Exercise directions -
Reproduce each record below in full, word for word, without images.

Working data -
________________________

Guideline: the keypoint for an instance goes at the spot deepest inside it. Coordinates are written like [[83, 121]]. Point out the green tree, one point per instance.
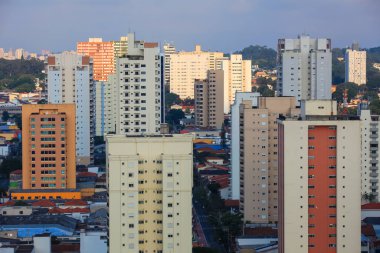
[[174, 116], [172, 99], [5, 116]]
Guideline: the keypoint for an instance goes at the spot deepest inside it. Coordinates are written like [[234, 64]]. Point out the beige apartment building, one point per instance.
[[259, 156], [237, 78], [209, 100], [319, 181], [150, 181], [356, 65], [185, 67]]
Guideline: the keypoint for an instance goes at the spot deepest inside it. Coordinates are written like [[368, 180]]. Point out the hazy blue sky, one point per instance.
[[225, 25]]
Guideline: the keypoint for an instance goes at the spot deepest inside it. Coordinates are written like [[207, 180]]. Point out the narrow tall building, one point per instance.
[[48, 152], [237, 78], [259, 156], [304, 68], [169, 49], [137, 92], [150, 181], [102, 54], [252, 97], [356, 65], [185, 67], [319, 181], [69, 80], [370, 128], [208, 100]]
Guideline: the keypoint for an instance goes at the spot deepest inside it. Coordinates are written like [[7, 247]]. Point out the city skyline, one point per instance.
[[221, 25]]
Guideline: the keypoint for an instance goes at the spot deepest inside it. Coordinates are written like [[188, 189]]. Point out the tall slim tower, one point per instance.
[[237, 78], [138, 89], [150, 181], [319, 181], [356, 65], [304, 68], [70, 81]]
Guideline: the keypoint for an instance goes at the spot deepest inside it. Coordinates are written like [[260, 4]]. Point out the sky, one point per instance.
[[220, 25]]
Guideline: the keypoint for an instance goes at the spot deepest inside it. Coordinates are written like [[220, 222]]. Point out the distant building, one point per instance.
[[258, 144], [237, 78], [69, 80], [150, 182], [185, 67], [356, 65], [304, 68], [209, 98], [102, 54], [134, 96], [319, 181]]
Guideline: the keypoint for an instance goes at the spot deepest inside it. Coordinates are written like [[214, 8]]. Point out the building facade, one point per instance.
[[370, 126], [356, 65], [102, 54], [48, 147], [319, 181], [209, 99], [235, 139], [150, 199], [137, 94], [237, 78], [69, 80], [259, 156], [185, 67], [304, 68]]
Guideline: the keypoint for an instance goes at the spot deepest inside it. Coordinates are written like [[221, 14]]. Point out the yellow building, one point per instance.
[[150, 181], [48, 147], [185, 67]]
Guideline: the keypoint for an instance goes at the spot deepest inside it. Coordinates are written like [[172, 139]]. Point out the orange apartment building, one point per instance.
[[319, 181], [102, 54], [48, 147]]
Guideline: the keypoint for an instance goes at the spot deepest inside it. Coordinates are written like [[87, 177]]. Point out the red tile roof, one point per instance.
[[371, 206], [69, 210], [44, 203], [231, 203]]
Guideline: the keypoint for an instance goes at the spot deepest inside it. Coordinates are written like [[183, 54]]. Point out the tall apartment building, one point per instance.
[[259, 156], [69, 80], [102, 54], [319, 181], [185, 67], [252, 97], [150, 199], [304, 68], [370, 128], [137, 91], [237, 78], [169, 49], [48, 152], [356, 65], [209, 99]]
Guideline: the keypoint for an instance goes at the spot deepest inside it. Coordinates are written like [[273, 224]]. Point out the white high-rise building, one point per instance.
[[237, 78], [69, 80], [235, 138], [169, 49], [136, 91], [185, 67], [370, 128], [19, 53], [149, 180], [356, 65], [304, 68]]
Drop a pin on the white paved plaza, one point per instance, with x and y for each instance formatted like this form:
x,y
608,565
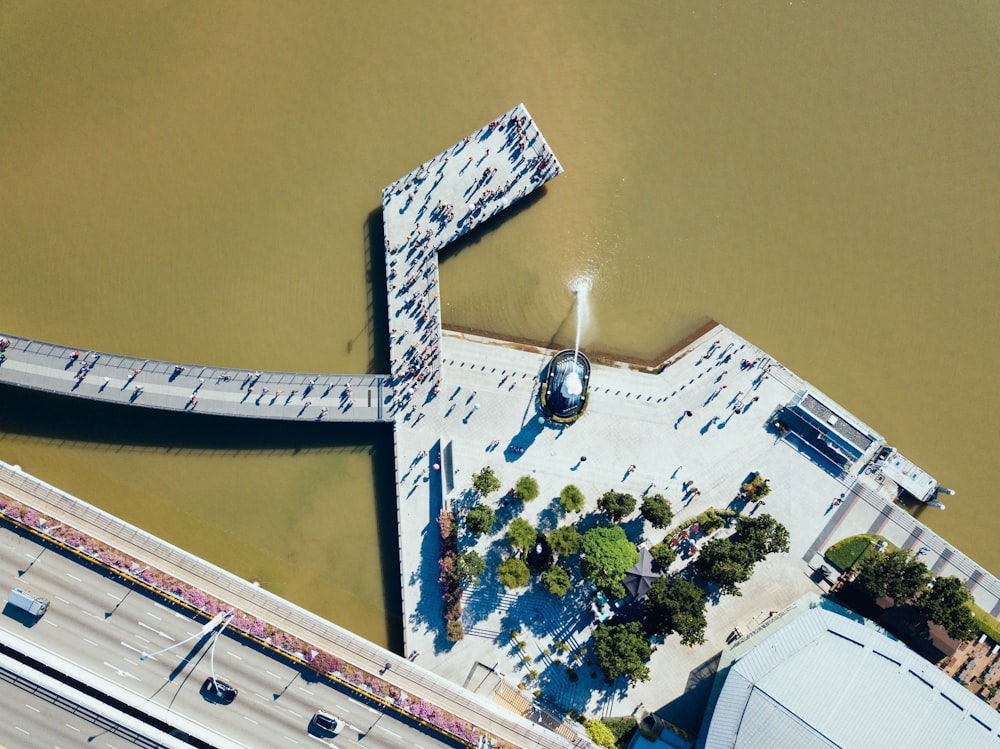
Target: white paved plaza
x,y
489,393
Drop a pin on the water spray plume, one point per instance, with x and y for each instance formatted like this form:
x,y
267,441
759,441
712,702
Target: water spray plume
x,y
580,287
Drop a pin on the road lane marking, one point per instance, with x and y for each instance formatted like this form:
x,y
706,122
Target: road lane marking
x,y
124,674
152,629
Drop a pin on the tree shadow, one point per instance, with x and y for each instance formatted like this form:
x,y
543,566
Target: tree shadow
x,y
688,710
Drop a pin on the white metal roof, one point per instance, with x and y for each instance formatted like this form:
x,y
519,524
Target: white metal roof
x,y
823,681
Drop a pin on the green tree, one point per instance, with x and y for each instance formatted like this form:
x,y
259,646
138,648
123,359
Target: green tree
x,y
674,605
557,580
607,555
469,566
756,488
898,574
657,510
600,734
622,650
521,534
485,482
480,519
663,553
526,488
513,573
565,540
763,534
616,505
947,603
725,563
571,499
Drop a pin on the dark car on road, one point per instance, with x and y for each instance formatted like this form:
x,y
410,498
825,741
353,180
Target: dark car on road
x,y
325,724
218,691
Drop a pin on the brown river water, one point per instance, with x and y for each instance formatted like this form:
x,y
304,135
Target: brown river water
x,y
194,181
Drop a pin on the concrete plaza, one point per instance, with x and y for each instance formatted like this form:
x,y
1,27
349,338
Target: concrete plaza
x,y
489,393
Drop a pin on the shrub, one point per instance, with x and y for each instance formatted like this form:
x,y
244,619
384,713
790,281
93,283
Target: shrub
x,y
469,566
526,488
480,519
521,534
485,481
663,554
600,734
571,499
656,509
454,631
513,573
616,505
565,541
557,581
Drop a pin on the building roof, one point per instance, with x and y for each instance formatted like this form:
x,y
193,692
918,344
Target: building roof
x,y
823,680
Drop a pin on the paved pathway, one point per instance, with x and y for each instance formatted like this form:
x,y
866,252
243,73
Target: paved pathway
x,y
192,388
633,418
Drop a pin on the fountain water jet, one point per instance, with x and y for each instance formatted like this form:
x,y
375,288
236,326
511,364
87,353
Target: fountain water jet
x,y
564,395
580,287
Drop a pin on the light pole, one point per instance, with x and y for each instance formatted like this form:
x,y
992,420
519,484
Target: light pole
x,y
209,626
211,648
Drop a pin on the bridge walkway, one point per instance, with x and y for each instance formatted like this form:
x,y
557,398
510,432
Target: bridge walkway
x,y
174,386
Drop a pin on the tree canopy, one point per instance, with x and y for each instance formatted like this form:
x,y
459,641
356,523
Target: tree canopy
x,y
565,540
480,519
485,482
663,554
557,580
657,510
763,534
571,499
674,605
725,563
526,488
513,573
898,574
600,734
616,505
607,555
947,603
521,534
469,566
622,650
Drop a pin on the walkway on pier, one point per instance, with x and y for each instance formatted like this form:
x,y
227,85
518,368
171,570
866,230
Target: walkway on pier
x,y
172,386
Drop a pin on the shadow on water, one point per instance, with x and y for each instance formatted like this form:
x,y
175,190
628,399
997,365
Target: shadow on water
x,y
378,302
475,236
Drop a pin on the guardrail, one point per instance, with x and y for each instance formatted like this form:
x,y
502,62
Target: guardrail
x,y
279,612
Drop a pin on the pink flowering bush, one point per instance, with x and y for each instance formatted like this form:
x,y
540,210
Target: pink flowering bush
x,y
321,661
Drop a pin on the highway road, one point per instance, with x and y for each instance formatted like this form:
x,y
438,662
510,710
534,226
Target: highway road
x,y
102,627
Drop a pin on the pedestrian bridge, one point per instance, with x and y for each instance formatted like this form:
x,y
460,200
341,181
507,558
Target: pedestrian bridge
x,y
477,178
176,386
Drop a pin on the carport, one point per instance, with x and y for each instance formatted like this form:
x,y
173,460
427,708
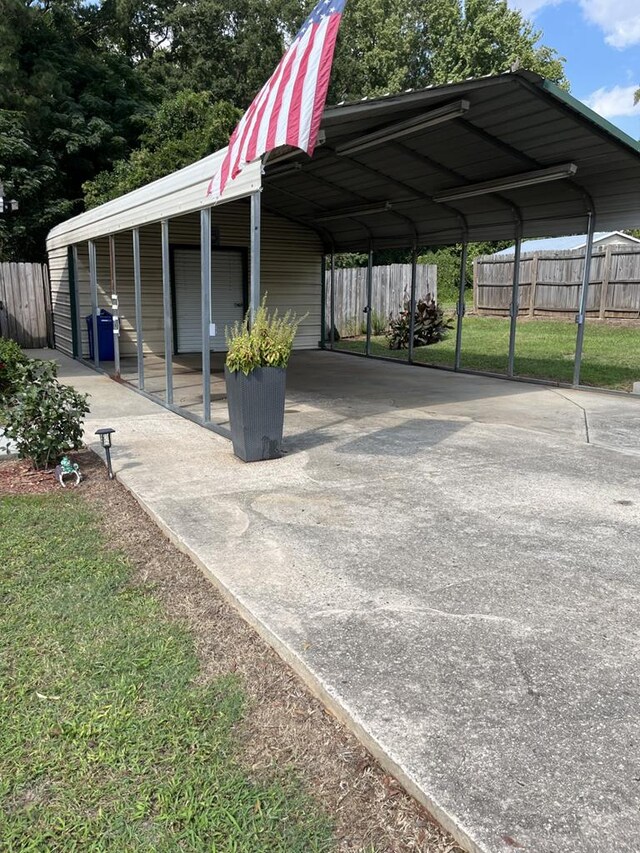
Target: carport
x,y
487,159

________________________

Exercise answer -
Guideline: the keypoint for an instance goes at the spot deepest inside it. Coordinates are written like [[83, 121]]. Point out the green tree, one point per instance.
[[174, 116], [172, 99], [5, 116]]
Guideline: the keypoint for an instance goes at the spot deepest inside it. Coordinates are written like [[234, 64]]. Point out the beige apartment building, one point per instance.
[[259, 156], [237, 78], [209, 100], [319, 181], [150, 181], [356, 65], [185, 67]]
Guideline: the keypoint for an instance goes at the spot deepest inside it. Coordinates are written like [[368, 180]]. Point out the hazy blue sky, one point per instance.
[[225, 25]]
Guideline: the keypoint for an instance goes at the spot deepest inside it. Coordinates are written like [[207, 180]]. Point out the narrow tall building, one point per instance.
[[48, 152], [237, 78], [259, 156], [304, 68], [169, 49], [137, 92], [150, 181], [102, 54], [252, 97], [356, 65], [185, 67], [319, 181], [69, 80], [370, 128], [208, 100]]
Guideline: the keypoint for an instance goes at the spot deepest inside it. Coordinates are written like [[7, 247]]. Point out the city skyline, one point per instance.
[[221, 25]]
Guideline: the keypoint for an instance goes at the spot deepest inside it. Coordinates are written like [[188, 189]]. Point out the tall slim tower, one point per instance.
[[237, 78], [138, 89], [150, 181], [319, 181], [356, 65], [304, 68], [70, 81]]
Guideline: the keypoint for an instance goes at the spot deepest inside it. Coordinates are written like [[260, 4]]. Point out the sky, one point per instance.
[[220, 25]]
Guideline: the keypoint for an instance goes at the spot deepest inside it. Coordinates are written like [[220, 222]]. Point out the distant building, one point per instance.
[[258, 144], [237, 78], [69, 80], [150, 182], [185, 67], [356, 65], [304, 68], [209, 98], [102, 54], [134, 96], [319, 181]]
Guideline: the keypoint for an instance goes at the spot deepest inside it. Coordinates are written like [[214, 8]]. Point out the building facade, one point per instance.
[[370, 126], [356, 65], [102, 54], [48, 147], [319, 181], [209, 99], [235, 139], [150, 199], [137, 94], [237, 78], [69, 80], [259, 156], [185, 67], [304, 68]]
Guideline: the keypoint for an instance goes at the spot deepest inside it. Coordinates are written like [[221, 14]]. Point out the yellow building, one point per instance.
[[150, 181], [48, 147], [185, 67]]
Guideline: the keypoint for an instance goes at the spot deepest inside it. Coordinates are written like [[172, 139]]. Point out the orange apartment building, one point per instance.
[[319, 181], [102, 54], [48, 147]]
Guideline: the keypoint for an instance goes at the spot deepest inside it. Coordinates are written like [[87, 177]]. Point out the red tile roof, one point per instance.
[[371, 206], [69, 210], [44, 203], [231, 203]]
Guideline: the keypoint for an instance goes at the spot deepest inside it. Coordinates are written like [[183, 54]]. Point out the tall apartment building, one point per instance.
[[259, 156], [69, 80], [102, 54], [319, 181], [185, 67], [252, 97], [150, 199], [304, 68], [370, 128], [137, 91], [237, 78], [169, 49], [48, 152], [356, 65], [209, 99]]
Guideline: the keypoint for an instance goes at the spot deepest inside it. Coordinates are written like [[273, 224]]. Point out the white high-rise building, one point per instance.
[[237, 78], [69, 80], [235, 138], [169, 49], [136, 91], [185, 67], [370, 128], [19, 53], [149, 180], [356, 65], [304, 68]]
Drop a pin on the white paved plaza, one point per instance, with x and y for each instance formatted like this form:
x,y
608,565
Target: white paved plaza
x,y
489,393
Drop a pin on the water spray plume, one point per instance, with x and y for each instance formatted like this form:
x,y
267,441
759,441
712,702
Target: water spray plume
x,y
580,287
Drop a pin on the road lane marking, one point per instance, with x and y for each instance formatted like this form:
x,y
706,122
Target: road lane marking
x,y
124,674
152,629
Drop a pin on the tree shadow, one point per instance, with x and y for each instance formatted like this form:
x,y
543,566
Target: tree shadow
x,y
688,710
Drop a pin on the white metal roof, one point per instance, with x and y for each instance formatted like this form:
x,y
519,524
Target: white metal roof
x,y
823,681
Drop a pin on the green tree, one point per instance, with x and y for each instance formatted like this form:
x,y
259,646
138,648
123,359
Target: green tree
x,y
674,605
557,580
607,555
469,566
756,488
898,574
657,510
600,734
622,650
521,534
485,482
480,519
663,553
526,488
513,573
565,540
763,534
616,505
947,603
725,563
571,499
Drop a pin on the dark car on road, one point per instance, with x and y for each instance formatted like this form:
x,y
410,498
825,741
353,180
Target: dark car on road
x,y
325,724
218,691
Drop a pin on the brown river water, one point per instance, with x and y for each instance formatted like this form:
x,y
304,135
Target: brown river water
x,y
194,181
Drop a pin on the concrete plaza, one point per instance, with x and y for each instance formatted like this form:
x,y
1,27
349,338
Target: concrete plaza
x,y
489,393
Drop a pin on the shrub, one point per instance, with x and y for each instance formatted like this form:
x,y
244,619
384,713
790,281
93,283
Target: shrub
x,y
469,566
526,488
480,519
521,534
485,481
663,554
600,734
571,499
656,509
454,631
513,573
616,505
565,541
557,581
Drop a pin on the building roof, one point per instance, with x and y for each instance formatted like this form:
x,y
193,692
918,344
Target: building roof
x,y
823,680
Drop a pin on the paved pathway, one point per instance, with x and y for each instance formatted like this form:
x,y
866,252
243,73
Target: paved pathway
x,y
192,388
633,418
Drop a pin on the fountain water jet, one point per instance, with x and y for each instance formatted like this form:
x,y
375,288
236,326
511,364
87,353
Target: fountain water jet
x,y
564,395
580,287
Drop a pin on the light pole, one point per instance, with x and y for each instance formatted like this form:
x,y
992,420
519,484
Target: light pole
x,y
209,626
211,648
Drop a pin on the bridge walkway, one point per instance, with x and y for each instance formatted like this form:
x,y
557,398
510,432
Target: bridge walkway
x,y
174,386
Drop a pin on the tree canopy, one point per instance, with x and y for each instance formatted like this form:
x,y
459,641
356,523
Target: tree canopy
x,y
565,540
480,519
485,482
663,554
557,580
657,510
763,534
571,499
674,605
725,563
526,488
513,573
898,574
600,734
616,505
607,555
947,603
521,534
469,566
622,650
Drop a pin on the walkway on pier, one point per instance, with x and y for each instance formatted like this form:
x,y
227,85
518,368
171,570
866,230
Target: walkway on pier
x,y
172,386
Drop a pin on the shadow on water, one point per instance, with x and y for each instance formatted like this form:
x,y
175,190
628,399
997,365
Target: shadow on water
x,y
378,302
475,236
Drop a pin on the guardrail, one point per instance, with x and y for each instance formatted like this form:
x,y
502,62
Target: guardrail
x,y
279,612
Drop a pin on the pink flowering bush, one point per instance, with x and y for each instance formatted like this form:
x,y
540,210
Target: pink flowering bush
x,y
321,661
Drop a pin on the highway road, one point per instance, with x and y for each instance formatted like this form:
x,y
438,662
510,710
534,226
Target: highway road
x,y
102,627
Drop a pin on the pedestrian bridge, one point per instance, with x and y for each instance formatted like this form:
x,y
460,200
341,181
507,558
Target: pedestrian bridge
x,y
477,178
176,386
Drop a pin on the carport, one point per instance, with x and y for each instance formatted like this form:
x,y
173,460
427,708
Target: carport
x,y
487,159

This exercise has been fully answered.